## Begin Dataset rows

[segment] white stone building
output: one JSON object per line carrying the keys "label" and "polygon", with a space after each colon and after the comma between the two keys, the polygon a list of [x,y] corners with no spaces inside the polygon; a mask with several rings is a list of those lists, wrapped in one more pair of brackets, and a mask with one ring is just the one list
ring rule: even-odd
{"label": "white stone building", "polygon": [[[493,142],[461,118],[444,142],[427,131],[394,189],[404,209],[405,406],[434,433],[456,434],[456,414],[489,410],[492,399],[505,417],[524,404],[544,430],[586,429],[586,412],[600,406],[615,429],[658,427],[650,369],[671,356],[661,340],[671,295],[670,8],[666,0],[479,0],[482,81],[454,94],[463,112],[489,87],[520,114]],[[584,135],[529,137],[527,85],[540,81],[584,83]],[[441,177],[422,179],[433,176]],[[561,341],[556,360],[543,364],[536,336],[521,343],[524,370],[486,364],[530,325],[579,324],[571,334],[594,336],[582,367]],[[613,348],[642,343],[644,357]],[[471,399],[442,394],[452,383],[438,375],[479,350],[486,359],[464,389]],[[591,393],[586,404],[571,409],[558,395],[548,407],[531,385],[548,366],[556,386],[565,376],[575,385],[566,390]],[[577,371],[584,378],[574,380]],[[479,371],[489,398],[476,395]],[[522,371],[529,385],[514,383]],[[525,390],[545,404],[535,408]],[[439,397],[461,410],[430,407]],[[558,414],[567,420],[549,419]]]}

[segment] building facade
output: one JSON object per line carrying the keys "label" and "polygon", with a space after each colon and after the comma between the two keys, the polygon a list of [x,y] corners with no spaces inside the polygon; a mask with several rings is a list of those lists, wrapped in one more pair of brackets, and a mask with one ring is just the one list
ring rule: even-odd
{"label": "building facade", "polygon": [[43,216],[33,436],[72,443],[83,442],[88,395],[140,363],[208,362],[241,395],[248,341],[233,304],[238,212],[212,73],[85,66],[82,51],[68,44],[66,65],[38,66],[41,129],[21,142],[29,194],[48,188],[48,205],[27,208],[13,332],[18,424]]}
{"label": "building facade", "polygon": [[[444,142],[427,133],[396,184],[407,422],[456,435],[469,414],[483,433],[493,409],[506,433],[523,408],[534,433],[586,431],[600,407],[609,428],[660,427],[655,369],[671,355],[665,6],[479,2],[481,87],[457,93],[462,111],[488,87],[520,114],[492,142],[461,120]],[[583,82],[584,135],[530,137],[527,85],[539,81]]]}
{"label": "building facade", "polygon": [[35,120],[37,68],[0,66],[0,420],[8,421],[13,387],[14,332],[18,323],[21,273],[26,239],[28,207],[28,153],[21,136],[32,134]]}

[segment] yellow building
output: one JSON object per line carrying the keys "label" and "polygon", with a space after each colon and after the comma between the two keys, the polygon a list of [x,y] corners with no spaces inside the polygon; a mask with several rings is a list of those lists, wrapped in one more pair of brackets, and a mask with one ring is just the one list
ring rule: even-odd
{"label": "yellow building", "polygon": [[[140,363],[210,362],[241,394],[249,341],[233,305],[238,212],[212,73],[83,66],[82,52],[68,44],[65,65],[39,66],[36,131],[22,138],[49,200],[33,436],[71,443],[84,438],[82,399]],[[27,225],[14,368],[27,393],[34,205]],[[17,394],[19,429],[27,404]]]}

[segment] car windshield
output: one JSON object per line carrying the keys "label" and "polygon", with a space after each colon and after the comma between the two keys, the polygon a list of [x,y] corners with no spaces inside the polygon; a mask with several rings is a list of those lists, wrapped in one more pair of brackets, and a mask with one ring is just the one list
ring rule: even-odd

## End Dataset rows

Goal
Every entry should be printed again exactly as written.

Solved problem
[segment] white stone building
output: one JSON object per line carrying the keys "label" and "polygon", with a space after each colon and after the comma between the two keys, the polygon a list of [x,y] corners with no spaces inside the polygon; a mask with several rings is a list of those lists, wrapped in one more pair of brackets, and a mask with one ring is just the one list
ring rule: even-odd
{"label": "white stone building", "polygon": [[[493,142],[461,118],[444,142],[427,131],[394,189],[404,209],[405,406],[434,433],[456,434],[456,414],[489,410],[492,399],[505,417],[524,404],[544,430],[586,429],[586,412],[600,406],[615,429],[658,427],[650,369],[671,356],[661,340],[671,295],[670,8],[666,0],[479,0],[482,81],[454,94],[463,112],[489,87],[520,114]],[[584,135],[529,137],[527,85],[540,81],[584,83]],[[441,177],[422,179],[433,176]],[[561,341],[556,360],[543,364],[536,336],[521,343],[524,370],[486,364],[530,325],[579,324],[571,334],[594,336],[582,367]],[[613,348],[642,343],[644,357]],[[471,399],[442,394],[452,383],[438,375],[479,350],[486,359],[464,389]],[[591,393],[586,404],[571,409],[558,395],[548,407],[531,385],[548,366],[556,386],[565,376],[575,385],[566,390]],[[577,371],[584,378],[574,380]],[[479,371],[489,398],[476,395]],[[522,371],[529,385],[514,383]],[[525,390],[545,404],[535,408]],[[439,397],[461,410],[430,407]],[[558,414],[567,420],[549,419]]]}

[segment] building facade
output: one JSON object per line carrying the keys "label" and "polygon", with a space after each colon and after the comma between the two keys, the polygon a list of [x,y] corners with no spaces inside the polygon; a mask with several rings is a list of those lists, wrapped in one more pair of brackets, and a mask with one ring is just the one list
ring rule: even-odd
{"label": "building facade", "polygon": [[43,216],[33,436],[72,443],[83,442],[88,395],[140,363],[208,362],[241,395],[248,341],[233,304],[238,212],[212,73],[85,66],[82,51],[68,44],[66,65],[38,66],[41,129],[21,142],[29,194],[48,188],[48,205],[27,208],[13,332],[18,424]]}
{"label": "building facade", "polygon": [[[444,142],[427,133],[396,184],[407,422],[456,435],[469,414],[483,433],[493,409],[506,433],[523,408],[534,433],[586,431],[600,407],[609,428],[660,427],[655,369],[671,355],[665,6],[479,2],[481,87],[457,93],[462,111],[488,87],[520,114],[492,142],[461,120]],[[583,82],[584,135],[530,137],[527,85],[539,81]]]}
{"label": "building facade", "polygon": [[35,120],[37,68],[0,66],[0,420],[8,421],[13,387],[14,332],[18,323],[21,273],[26,239],[28,207],[28,153],[21,136],[32,134]]}

[segment] yellow building
output: one JSON object per line carrying the keys "label" and "polygon", with a space after each colon and after the comma between the two keys, the polygon a list of [x,y] corners with no spaces inside the polygon; a mask with several rings is a list of those lists, wrapped in one more pair of brackets, and a mask with one ring is just the one list
ring rule: even-odd
{"label": "yellow building", "polygon": [[[140,363],[210,362],[241,394],[249,341],[233,305],[238,212],[212,73],[83,66],[82,52],[68,44],[65,65],[39,66],[36,131],[22,138],[49,200],[33,436],[71,443],[84,438],[82,399]],[[27,225],[14,368],[27,393],[34,205]],[[17,394],[19,429],[27,404]]]}

[segment] car windshield
output: one JSON object per line carrying the keys "label" and "polygon", with a space after each colon and after the comma between the two keys, the polygon a list of [x,y] corners with no spaces inside the polygon; a mask with several rings is a list of those lists, wrapped in one more pair of brackets, and a mask with one ring is just the one list
ring rule: even-odd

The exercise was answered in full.